**Task to carry out**
Write out the whole listing again, exactly.

----- Exercise data -----

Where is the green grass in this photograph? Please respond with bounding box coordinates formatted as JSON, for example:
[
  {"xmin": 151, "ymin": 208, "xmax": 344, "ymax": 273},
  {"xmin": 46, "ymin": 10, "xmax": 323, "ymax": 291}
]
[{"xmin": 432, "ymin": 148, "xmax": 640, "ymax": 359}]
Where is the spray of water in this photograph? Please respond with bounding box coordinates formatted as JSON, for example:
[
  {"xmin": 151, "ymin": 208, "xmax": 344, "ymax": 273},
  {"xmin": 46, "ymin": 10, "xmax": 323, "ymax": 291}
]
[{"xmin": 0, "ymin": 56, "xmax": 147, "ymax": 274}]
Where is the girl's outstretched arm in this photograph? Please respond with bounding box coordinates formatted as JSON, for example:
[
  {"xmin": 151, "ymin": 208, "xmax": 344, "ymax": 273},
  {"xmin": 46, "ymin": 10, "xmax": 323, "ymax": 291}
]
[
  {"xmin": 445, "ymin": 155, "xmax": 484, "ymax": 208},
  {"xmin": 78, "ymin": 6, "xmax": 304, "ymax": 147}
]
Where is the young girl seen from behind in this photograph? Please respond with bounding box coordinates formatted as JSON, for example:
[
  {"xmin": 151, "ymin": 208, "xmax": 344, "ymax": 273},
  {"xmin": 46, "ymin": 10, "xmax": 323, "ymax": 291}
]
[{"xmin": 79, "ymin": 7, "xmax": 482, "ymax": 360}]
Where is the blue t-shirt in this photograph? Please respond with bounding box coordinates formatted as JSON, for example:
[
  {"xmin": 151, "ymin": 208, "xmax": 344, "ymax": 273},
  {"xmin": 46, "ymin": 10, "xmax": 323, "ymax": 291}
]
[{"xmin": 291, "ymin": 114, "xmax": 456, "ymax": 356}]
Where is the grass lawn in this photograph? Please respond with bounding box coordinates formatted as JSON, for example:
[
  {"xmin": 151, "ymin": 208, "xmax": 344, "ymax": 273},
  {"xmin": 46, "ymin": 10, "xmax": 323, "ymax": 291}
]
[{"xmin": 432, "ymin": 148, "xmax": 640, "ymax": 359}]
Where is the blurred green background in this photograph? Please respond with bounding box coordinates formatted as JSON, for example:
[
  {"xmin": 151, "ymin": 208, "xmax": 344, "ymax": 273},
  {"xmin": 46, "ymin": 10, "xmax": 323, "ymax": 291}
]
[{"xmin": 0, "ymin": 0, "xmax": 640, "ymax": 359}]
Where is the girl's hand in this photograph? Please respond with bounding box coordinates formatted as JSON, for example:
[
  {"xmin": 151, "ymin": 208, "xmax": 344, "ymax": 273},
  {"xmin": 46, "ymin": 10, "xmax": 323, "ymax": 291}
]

-----

**Finished task**
Where is the green grass in this photograph? Please respond with bounding box coordinates formatted as JSON, for example:
[
  {"xmin": 151, "ymin": 208, "xmax": 344, "ymax": 273},
  {"xmin": 46, "ymin": 10, "xmax": 323, "ymax": 291}
]
[{"xmin": 432, "ymin": 148, "xmax": 640, "ymax": 359}]
Where is the spray of water in this photograph? Please respond with bounding box coordinates formatted as JSON, for example:
[
  {"xmin": 151, "ymin": 208, "xmax": 344, "ymax": 273},
  {"xmin": 46, "ymin": 10, "xmax": 323, "ymax": 291}
]
[{"xmin": 0, "ymin": 56, "xmax": 147, "ymax": 274}]
Where is the girl's outstretched arm in this photograph? Please respond with bounding box coordinates formatted as JSON, for example:
[
  {"xmin": 151, "ymin": 208, "xmax": 344, "ymax": 273},
  {"xmin": 46, "ymin": 10, "xmax": 323, "ymax": 291}
]
[
  {"xmin": 445, "ymin": 155, "xmax": 484, "ymax": 208},
  {"xmin": 78, "ymin": 6, "xmax": 304, "ymax": 147}
]
Where is the young girl seen from behind in this photograph? Please respond with bounding box coordinates formatted as JSON, for example:
[
  {"xmin": 151, "ymin": 208, "xmax": 344, "ymax": 273},
  {"xmin": 46, "ymin": 10, "xmax": 323, "ymax": 291}
]
[{"xmin": 79, "ymin": 7, "xmax": 482, "ymax": 360}]
Where is the blue t-shirt in this photograph? Please respond with bounding box coordinates formatted as JSON, for example:
[
  {"xmin": 151, "ymin": 208, "xmax": 344, "ymax": 273},
  {"xmin": 46, "ymin": 10, "xmax": 323, "ymax": 291}
]
[{"xmin": 291, "ymin": 114, "xmax": 456, "ymax": 356}]
Where is the grass lawn in this photograph? Please respond with bounding box coordinates formatted as JSON, for example:
[
  {"xmin": 151, "ymin": 208, "xmax": 344, "ymax": 273},
  {"xmin": 46, "ymin": 10, "xmax": 323, "ymax": 291}
]
[{"xmin": 432, "ymin": 148, "xmax": 640, "ymax": 359}]
Where is the blurred green background in this photograph? Please respond with bounding box coordinates formatted as JSON, for example:
[
  {"xmin": 151, "ymin": 208, "xmax": 344, "ymax": 273},
  {"xmin": 46, "ymin": 10, "xmax": 323, "ymax": 291}
]
[{"xmin": 0, "ymin": 0, "xmax": 640, "ymax": 359}]
Where is the girl's hand in this photograph? Please respond with bounding box coordinates formatted as JSON, for example:
[
  {"xmin": 151, "ymin": 208, "xmax": 344, "ymax": 273},
  {"xmin": 46, "ymin": 10, "xmax": 323, "ymax": 291}
]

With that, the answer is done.